● **WHAT THE TASK REQUIRES**
All of the data should be repeated exactly; pictures are not part of the copy.

● **INPUT RECORDS**

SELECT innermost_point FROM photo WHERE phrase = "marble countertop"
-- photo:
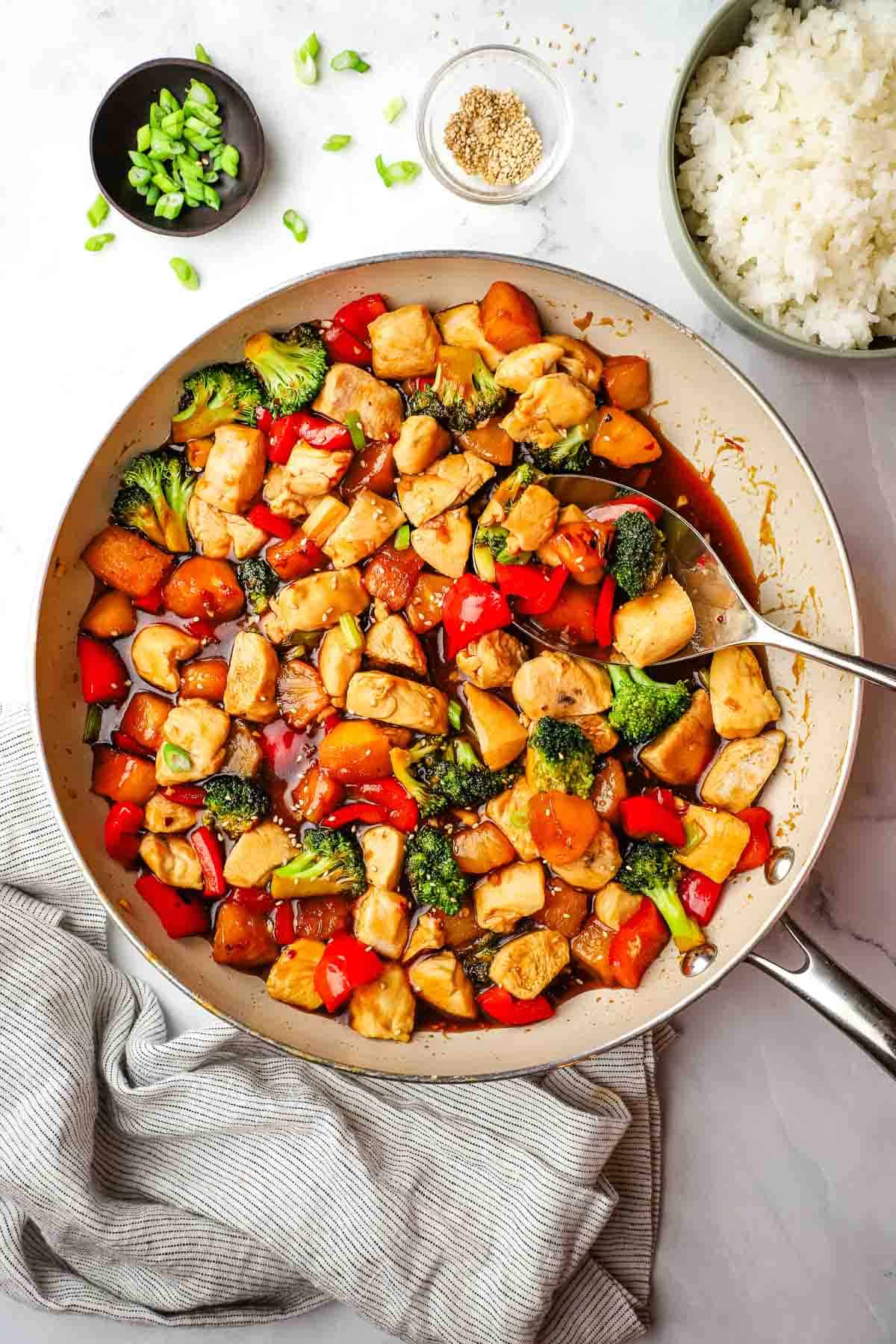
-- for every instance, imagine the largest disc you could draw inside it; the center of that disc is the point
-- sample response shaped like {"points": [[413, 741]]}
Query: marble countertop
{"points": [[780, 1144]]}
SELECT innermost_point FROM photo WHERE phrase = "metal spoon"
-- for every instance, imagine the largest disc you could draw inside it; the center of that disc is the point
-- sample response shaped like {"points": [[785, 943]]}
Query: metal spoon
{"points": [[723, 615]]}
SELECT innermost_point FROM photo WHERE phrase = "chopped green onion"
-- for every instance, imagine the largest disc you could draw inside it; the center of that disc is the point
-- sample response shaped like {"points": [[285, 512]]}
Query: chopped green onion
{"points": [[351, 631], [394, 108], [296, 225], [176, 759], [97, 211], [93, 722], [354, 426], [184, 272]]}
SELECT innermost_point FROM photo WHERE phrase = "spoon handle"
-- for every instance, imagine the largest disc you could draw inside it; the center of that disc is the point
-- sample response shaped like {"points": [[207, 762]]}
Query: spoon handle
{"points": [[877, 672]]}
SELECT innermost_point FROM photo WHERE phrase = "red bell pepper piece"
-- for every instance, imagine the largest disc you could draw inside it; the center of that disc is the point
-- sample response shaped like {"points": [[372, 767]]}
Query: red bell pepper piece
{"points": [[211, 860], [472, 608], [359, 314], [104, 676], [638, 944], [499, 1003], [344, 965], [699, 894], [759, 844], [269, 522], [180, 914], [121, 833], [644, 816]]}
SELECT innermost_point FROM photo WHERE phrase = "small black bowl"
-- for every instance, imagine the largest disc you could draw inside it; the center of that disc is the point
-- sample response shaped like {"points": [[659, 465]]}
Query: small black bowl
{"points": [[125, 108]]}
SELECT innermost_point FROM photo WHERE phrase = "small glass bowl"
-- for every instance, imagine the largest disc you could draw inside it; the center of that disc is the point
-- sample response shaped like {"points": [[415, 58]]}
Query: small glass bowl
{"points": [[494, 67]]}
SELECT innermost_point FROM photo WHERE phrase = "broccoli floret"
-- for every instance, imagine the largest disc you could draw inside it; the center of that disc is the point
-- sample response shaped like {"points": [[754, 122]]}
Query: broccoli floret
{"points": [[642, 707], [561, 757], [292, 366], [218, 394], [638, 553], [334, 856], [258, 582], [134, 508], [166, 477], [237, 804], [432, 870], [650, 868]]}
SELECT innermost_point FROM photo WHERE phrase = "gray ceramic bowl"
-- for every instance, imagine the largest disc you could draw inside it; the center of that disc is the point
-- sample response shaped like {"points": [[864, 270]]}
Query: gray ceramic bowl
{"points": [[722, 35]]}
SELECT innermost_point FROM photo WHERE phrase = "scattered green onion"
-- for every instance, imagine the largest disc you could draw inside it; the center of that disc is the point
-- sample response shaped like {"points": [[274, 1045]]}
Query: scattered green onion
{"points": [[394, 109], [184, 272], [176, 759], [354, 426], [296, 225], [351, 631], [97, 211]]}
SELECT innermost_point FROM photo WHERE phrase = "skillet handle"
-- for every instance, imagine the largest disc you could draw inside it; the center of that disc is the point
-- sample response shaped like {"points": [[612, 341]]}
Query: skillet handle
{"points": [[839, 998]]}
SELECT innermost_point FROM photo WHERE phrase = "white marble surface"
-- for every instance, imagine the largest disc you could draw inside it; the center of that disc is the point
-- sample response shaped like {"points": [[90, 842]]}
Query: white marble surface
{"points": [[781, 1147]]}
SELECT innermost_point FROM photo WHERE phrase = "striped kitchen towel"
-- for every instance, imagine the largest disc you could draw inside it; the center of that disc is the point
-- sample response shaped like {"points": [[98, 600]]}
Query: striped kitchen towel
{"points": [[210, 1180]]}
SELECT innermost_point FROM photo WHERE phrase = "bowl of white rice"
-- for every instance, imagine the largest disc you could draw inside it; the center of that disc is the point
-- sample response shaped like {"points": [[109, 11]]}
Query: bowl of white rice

● **FULL RESPONSE**
SELECT innermost_point FROM photo WHERE phrase = "marble countertop"
-- photo:
-- for every instance, imagine the largest disc you could draw inside it; the center of that disc is the point
-- sample response shaped like {"points": [[413, 741]]}
Query: marble countertop
{"points": [[780, 1144]]}
SELECT innermost_point FROM photo WHERE phrase = "metal spoon"
-- for every instance, imagine the largest disc you could draw inside it; the center of that disc is the point
-- sample response shaped like {"points": [[785, 943]]}
Query: metal spoon
{"points": [[723, 615]]}
SELECT innermost_point FROM photo WHERE phrase = "chopped green onion"
-- for every instance, imagine the largest disc you could draw inside it; the center of that disc is the point
-- sample response shaped like {"points": [[285, 512]]}
Query: chopped green onion
{"points": [[351, 631], [394, 108], [296, 225], [176, 759], [97, 211], [93, 722], [354, 426], [184, 272]]}
SELECT innermost_point FROM photo WHERE phrase = "spoon handle"
-- for every instance, imagine the largest disc you could draw inside it; the center of that disc is the point
-- sample response shaped like {"points": [[207, 762]]}
Query: spoon handle
{"points": [[877, 672]]}
SELECT innermost_point FROM photo WHERE phrase = "red bell pepper piece"
-- for every instance, imagine the largest disc you could draw inside it; the center of that disc is the point
-- sample response shaped like {"points": [[372, 767]]}
Query: red bell pepper piece
{"points": [[211, 860], [472, 608], [359, 314], [104, 676], [638, 944], [499, 1003], [344, 965], [699, 894], [759, 844], [269, 522], [180, 914], [121, 833], [644, 816]]}
SELECT innermost_point FROM photo WHERE phrase = "small black bowl"
-- for every instance, imagine the largest disc you could draw inside it; the center of that disc is the point
-- sample response shaped like {"points": [[659, 465]]}
Query: small black bowl
{"points": [[125, 108]]}
SELECT innermost_point FROM photo WHERE phrase = "small glass bowl"
-- for every instance, imagine the largest disc you could draw inside it; the center of that disc is the point
-- sample response shaped like {"points": [[415, 58]]}
Query: small glass bowl
{"points": [[494, 67]]}
SELECT innermost_point FROM photo WHERE phrase = "broccoli floret"
-- for every instance, imagine the largest disc you could draw inside it; the center of that disc is the point
-- sample response shaped like {"points": [[754, 122]]}
Query: broccoli floret
{"points": [[642, 707], [561, 757], [292, 366], [218, 394], [638, 553], [334, 856], [258, 582], [134, 508], [166, 477], [237, 804], [432, 870], [650, 868]]}
SELECT innermost_point FROM photo WHERE phrase = "gray ceramic bowl"
-- for every instance, imagine the largest disc you could draw inside it; the center of that disc is the point
-- sample response shaped like {"points": [[864, 270]]}
Query: gray ceramic bowl
{"points": [[722, 35]]}
SELECT innermost_point FROM photo WHERE phrase = "scattered green onion"
-- for every instance, imagine the largest disc you could draw inside it; the center of that disc is the point
-- sample response shaped like {"points": [[274, 1045]]}
Query: scattered green onion
{"points": [[394, 109], [184, 272], [176, 759], [354, 426], [296, 225], [351, 631], [97, 211]]}
SELECT innermost_point FROM photo WHERE phrase = "skillet handle"
-- for every instance, imagine the largest disc you could draw inside it; the center of that disc is the point
-- sample response shaped like {"points": [[612, 341]]}
Query: skillet handle
{"points": [[839, 998]]}
SELECT innermost_point FROM photo WHERE phrase = "white marble surface"
-- for every instance, imagine the largest disc you could draw inside it; the center of that disc is the point
-- sample response shaped like {"points": [[90, 842]]}
Query: white marble surface
{"points": [[781, 1147]]}
SELECT innermost_point FROM photo WHERE phrase = "striped kitchen towel"
-- for every instance, imagine the largest disc you could draw inside it; the center of that disc is the point
-- sample response shaped like {"points": [[98, 600]]}
Query: striped kitchen towel
{"points": [[210, 1180]]}
SELECT innermost_point FROM photo WHERE phrase = "bowl of white rice"
-- for every instance, imagine the largest disc you could draw inside it; the center of that disc is the point
-- sample response shaped like {"points": [[109, 11]]}
Query: bowl of white rice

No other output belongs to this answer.